'''
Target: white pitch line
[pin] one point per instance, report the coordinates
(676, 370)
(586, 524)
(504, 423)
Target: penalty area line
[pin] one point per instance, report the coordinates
'''
For each line above that includes the word "Target", make a copy of that line.

Target: white pitch line
Target: penalty area line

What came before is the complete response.